- _EXCERPT_:
☆ ☆ ☆ ☆ ☆ ☆ ☆

After tasting the new Kadambham last week, it’s time to open this week’s tasting note series with another newly released Amrut.
Like the Kadambham, this one also uses very non orthodox cask maturation. As its name implies, the spirit was aged in three casks. First, the spirit was aged in ex-Bourbon or virgin wood casks, then it was transferred into sherry casks, and then back into ex-bourbon casks. This is very different from ‘normal’ sherry regime, which means aging or finishing of the spirit in sherry as the ‘last’ period of the aging.
According to Amrut, this was done in order to see how the Sherry casks complement the whisky rather than dominate it. A very interesting concept. Even more interesting is how the sherry casks were imported to india : Instead of burning the sulphur into the casks in Spain before shipping to India (to rid of bacteria and mould), Amrut had shipped whisky to Spain and asked the Bodega do pour the whisky into the empty sherry barrels, roll them over just to coat everything, and protect them from the bacteria this way. This is very nice, since it rids the casks from any sulphur artefacts that we sometimes find in sherry casks. Way to go Amrut!
Now, let’s try a bit of this very interesting and limited expression:
Colour : Deep Gold.
Nose: Sweet Molasses, Sugar , Some Turkish Delight. No Balsamic at all on this one, very nice clear sherry influence. Some Plums, Newly cut grass and hints of ripe oranges, and exotic fruits, i cant put my finger on. Lovely! Lovely! But, not the ‘usual’ sherry notes you would expect.

☆ ☆ ☆ ☆ ☆ ☆ ☆

- _AVAILABLE DATA_:
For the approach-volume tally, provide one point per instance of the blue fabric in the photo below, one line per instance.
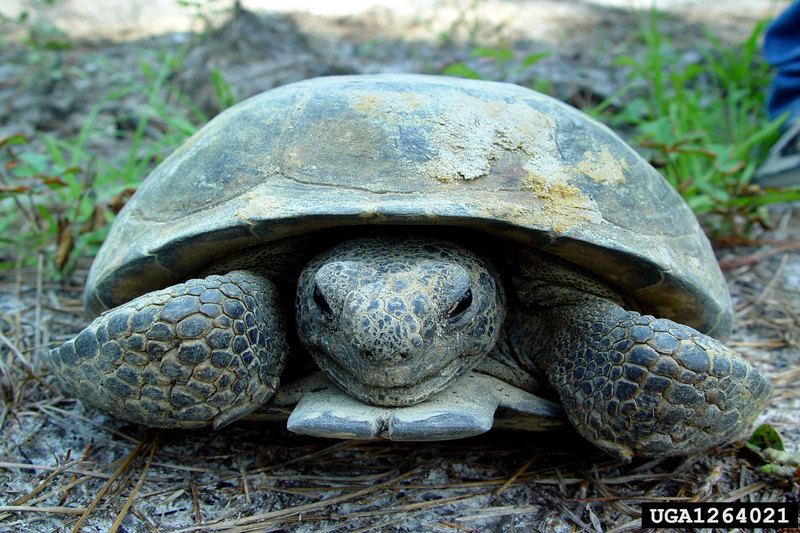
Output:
(782, 51)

☆ ☆ ☆ ☆ ☆ ☆ ☆

- _STUDY QUESTIONS_:
[A] In the Amrut tasting note, shorten the paragraph that begins "Like the Kadambham, this one also uses" while keeping its main facts.
[B] Continue the Amrut tasting note from its final sentence.

- _RESPONSES IN ORDER_:
[A] Like the Kadambham, this Amrut uses unusual cask maturation. It was aged in three casks: first ex-Bourbon or virgin wood, then sherry, then ex-bourbon again. The usual approach instead ages or finishes the spirit in sherry casks as the last stage.

[B]
Palate: Sweet, Rounded and Fruity. Not much dried fruit here, but rather spicy, and a bit lemony, if you can describe it like that. the Turkish delight form the nose pays a visit here as well. Very complex stuff. and again, not your everyday ‘sherry’. but well made.
Finish : Long, fruity and spicy. Do i sense wee peat smoke here?
Bottom line : This is not your everyday sherried whisky. The unusual maturation selection made by amrut created a whisky that is more amrut, than sherry. it’s rich, complex, and very interesting, and i like this one quite a bit. In my opinion it’s better than the Kadambham from the lovely nose to palate and finish. It’s really one of the best Amruts i’ve had. It’s true the peat is somehow lost in all this sherry thing, so don’t look for it here, but it’s an ace. No doubt. Price wise, this one is also not cheap at almost 70 GBP, but i think it’s worth getting. It’s quite unique.
Sincere thanks to Ashok of Amrut Ltd. for the official sample.